┌────────

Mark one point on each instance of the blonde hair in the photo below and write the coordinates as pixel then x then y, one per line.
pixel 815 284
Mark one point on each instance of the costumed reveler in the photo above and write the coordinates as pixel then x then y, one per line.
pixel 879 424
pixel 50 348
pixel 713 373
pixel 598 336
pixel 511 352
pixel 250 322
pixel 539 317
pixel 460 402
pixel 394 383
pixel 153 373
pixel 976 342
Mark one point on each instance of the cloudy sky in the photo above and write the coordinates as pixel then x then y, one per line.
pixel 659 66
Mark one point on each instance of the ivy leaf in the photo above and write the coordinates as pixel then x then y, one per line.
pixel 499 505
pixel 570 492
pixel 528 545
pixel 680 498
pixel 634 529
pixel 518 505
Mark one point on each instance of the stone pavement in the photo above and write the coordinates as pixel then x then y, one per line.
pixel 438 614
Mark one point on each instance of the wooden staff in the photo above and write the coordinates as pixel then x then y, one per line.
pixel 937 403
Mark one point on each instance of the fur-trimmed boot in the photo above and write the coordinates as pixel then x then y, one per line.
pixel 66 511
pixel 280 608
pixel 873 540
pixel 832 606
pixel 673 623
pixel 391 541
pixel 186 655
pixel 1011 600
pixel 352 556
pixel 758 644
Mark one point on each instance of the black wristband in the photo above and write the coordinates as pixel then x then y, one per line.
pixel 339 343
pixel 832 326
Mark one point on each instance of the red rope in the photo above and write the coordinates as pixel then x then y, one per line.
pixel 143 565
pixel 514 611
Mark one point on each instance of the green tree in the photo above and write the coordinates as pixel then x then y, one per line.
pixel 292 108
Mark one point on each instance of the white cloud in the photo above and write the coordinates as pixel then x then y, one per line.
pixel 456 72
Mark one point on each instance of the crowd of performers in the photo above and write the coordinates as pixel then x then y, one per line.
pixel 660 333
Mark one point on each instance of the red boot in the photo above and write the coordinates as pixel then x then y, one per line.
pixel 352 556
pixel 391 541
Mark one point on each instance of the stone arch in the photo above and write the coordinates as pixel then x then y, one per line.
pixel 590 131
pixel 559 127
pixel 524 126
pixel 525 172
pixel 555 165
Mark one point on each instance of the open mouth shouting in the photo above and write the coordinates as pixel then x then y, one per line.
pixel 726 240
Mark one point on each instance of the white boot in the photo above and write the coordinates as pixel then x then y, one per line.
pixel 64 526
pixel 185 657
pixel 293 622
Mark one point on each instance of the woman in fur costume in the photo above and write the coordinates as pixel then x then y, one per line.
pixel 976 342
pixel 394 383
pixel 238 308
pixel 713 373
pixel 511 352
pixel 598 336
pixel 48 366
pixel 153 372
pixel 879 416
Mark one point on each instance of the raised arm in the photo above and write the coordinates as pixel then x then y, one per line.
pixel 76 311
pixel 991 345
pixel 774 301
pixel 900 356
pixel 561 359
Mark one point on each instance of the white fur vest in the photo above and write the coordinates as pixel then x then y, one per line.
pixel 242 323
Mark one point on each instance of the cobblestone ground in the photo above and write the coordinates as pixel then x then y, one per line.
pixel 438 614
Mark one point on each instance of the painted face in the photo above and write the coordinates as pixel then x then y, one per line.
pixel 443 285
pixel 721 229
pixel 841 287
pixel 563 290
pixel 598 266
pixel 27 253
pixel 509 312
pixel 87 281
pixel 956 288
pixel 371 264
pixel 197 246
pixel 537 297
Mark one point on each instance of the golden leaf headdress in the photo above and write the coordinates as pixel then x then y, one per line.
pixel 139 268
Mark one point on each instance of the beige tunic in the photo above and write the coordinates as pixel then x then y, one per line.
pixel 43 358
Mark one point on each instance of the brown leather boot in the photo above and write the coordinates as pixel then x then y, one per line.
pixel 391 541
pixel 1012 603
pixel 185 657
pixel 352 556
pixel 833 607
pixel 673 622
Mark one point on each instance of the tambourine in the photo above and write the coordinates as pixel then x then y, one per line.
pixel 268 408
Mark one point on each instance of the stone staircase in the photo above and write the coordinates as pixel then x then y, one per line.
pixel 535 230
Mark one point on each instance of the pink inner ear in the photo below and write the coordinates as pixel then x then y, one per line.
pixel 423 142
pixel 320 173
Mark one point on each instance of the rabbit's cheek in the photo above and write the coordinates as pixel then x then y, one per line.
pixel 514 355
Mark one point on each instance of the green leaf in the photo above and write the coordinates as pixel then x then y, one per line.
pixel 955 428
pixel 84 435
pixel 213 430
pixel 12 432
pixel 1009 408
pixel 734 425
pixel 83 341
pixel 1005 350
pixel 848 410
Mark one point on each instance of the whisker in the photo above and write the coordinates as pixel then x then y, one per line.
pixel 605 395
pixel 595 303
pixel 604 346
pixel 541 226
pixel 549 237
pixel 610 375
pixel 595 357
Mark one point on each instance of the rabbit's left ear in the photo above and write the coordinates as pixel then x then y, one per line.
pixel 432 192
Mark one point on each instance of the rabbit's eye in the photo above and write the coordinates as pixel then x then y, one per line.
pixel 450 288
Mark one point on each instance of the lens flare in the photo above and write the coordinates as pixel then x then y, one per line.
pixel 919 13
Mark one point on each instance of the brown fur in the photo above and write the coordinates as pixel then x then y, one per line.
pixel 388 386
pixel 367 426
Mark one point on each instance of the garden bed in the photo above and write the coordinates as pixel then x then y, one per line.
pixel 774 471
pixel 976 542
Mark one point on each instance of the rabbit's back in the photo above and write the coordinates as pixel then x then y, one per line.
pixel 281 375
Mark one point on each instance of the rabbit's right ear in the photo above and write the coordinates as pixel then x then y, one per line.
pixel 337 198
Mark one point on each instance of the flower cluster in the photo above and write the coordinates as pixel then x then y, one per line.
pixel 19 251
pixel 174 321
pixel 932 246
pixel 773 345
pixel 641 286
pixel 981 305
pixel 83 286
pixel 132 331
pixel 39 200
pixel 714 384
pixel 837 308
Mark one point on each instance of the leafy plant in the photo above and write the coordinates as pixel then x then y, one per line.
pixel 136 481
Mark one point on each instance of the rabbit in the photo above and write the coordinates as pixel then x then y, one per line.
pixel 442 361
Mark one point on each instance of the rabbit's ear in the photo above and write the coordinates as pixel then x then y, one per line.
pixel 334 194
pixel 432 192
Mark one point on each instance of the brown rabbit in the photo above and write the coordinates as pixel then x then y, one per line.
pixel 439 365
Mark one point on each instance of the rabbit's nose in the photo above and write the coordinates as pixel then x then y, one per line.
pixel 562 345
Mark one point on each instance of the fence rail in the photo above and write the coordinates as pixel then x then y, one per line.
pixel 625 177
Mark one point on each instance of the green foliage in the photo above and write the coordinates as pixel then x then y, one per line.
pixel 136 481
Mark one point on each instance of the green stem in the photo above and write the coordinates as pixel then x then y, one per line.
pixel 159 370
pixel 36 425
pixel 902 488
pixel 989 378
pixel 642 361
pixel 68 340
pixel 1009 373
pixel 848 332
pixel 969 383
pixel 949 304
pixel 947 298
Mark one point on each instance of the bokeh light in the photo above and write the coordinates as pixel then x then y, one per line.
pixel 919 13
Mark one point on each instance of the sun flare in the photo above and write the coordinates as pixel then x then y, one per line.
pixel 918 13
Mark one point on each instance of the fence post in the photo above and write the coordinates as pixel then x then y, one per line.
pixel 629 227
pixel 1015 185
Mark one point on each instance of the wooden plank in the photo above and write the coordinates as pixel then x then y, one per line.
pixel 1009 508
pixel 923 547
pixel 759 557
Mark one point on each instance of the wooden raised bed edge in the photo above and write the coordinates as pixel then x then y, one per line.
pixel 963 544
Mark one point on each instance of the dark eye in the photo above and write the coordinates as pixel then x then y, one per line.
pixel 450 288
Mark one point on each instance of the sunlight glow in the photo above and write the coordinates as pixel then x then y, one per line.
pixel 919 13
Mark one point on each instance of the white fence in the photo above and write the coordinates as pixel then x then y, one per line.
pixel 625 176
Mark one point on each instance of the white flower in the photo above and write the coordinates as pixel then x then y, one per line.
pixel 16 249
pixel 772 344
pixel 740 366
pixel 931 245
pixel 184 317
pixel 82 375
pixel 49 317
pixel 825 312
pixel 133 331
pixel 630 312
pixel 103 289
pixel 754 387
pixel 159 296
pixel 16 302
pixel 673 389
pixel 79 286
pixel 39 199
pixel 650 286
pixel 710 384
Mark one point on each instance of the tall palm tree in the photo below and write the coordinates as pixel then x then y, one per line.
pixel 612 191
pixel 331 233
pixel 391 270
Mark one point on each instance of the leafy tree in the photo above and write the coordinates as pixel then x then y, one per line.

└────────

◆ TASK BRIEF ◆
Turn the lines above, starting at the line that contains "Mark one point on each instance of the fur-trimmed" and ending at the line that contains "pixel 561 359", into a JSON list of strings with one string per line, leaving out blank lines.

◆ FINISHED ANSWER ◆
[
  "Mark one point on each instance of the fur-trimmed boot in the photo above and write the coordinates as pixel then x then y, one per line.",
  "pixel 66 511",
  "pixel 280 608",
  "pixel 873 540",
  "pixel 832 606",
  "pixel 673 623",
  "pixel 391 541",
  "pixel 186 655",
  "pixel 1011 600",
  "pixel 352 556",
  "pixel 758 644",
  "Mark one point on each instance of the black wristband in the photo above and write the coordinates as pixel then x then y, one per line.",
  "pixel 339 343",
  "pixel 832 326",
  "Mark one point on each instance of the red rope in the photo above and write the coordinates as pixel then x then y, one per line.",
  "pixel 143 565",
  "pixel 514 611",
  "Mark one point on each instance of the green tree in the photo above and write the coordinates as pixel then x then y, one per line.",
  "pixel 292 108",
  "Mark one point on each instance of the white cloud in the photo above and write the coordinates as pixel then x then y, one per line.",
  "pixel 456 72",
  "Mark one point on each instance of the crowd of performers in the photo above and write the coordinates as pixel then x then y, one per line.",
  "pixel 660 333",
  "Mark one point on each instance of the red boot in the photo above and write the coordinates as pixel then x then y, one per line.",
  "pixel 352 556",
  "pixel 391 541",
  "Mark one point on each instance of the stone arch in the photo above and write the coordinates as pixel then x then y, one per line.",
  "pixel 590 131",
  "pixel 559 127",
  "pixel 524 126",
  "pixel 525 172",
  "pixel 555 165",
  "Mark one point on each instance of the open mouth shouting in the photo above and write the coordinates as pixel then x then y, one per line.",
  "pixel 726 240",
  "Mark one point on each instance of the white boot in the photo above and write the coordinates as pixel then x then y, one per line.",
  "pixel 64 526",
  "pixel 185 657",
  "pixel 293 622",
  "Mark one point on each instance of the woman in fur costume in the photo above and write the coordinates as pixel then x then y, one per line.",
  "pixel 976 342",
  "pixel 394 383",
  "pixel 238 308",
  "pixel 713 373",
  "pixel 511 352",
  "pixel 598 336",
  "pixel 48 366",
  "pixel 153 372",
  "pixel 879 416",
  "Mark one point on each instance of the raised arm in the photo above and write the coordinates as pixel then x then y, one per line.",
  "pixel 76 311",
  "pixel 991 345",
  "pixel 774 301",
  "pixel 900 356",
  "pixel 561 359"
]